Rewrite the records below, replacing every "one dot per instance" with "a single dot for each instance" and leaving everything else as it is.

Items from a dataset
........
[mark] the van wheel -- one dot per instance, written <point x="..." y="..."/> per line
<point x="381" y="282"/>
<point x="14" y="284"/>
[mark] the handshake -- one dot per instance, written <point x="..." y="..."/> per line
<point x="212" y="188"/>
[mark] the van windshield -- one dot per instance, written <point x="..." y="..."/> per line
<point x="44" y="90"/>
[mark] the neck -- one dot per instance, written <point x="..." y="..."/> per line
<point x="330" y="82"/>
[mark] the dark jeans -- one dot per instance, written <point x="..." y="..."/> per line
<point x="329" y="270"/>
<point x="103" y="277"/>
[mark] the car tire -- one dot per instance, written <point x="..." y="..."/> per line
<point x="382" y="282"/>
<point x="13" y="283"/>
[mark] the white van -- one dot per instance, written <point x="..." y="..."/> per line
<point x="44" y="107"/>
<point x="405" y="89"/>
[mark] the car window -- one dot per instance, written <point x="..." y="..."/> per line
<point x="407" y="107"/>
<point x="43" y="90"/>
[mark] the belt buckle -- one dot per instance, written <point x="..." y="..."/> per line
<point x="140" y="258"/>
........
EXERCISE OUTPUT:
[mark] the van wheel -- a single dot for each instance, written <point x="..." y="..."/> per line
<point x="381" y="282"/>
<point x="14" y="284"/>
[mark] the handshake -- a single dot for each instance, written <point x="..." y="..."/> per line
<point x="212" y="188"/>
[mark] the van windshield -- a single dot for each instance, written <point x="..." y="..."/> per line
<point x="44" y="90"/>
[mark] the neck -- a single dot for each instance, written <point x="..." y="..."/> per line
<point x="330" y="82"/>
[mark] the dark jeans -- a single dot for each instance, written <point x="..." y="..."/> per line
<point x="329" y="270"/>
<point x="103" y="277"/>
[mark] the car tire -- a single dot for each instance, written <point x="..." y="..."/> per line
<point x="382" y="282"/>
<point x="13" y="283"/>
[mark] the white van -- a single dot for each instance, written <point x="..." y="..."/> per line
<point x="44" y="107"/>
<point x="405" y="89"/>
[mark] the car window -- a single dot for each instance, written <point x="..." y="..."/> per line
<point x="407" y="107"/>
<point x="43" y="90"/>
[mark] the belt buckle -- a single dot for each instance, written <point x="..." y="..."/> per line
<point x="140" y="258"/>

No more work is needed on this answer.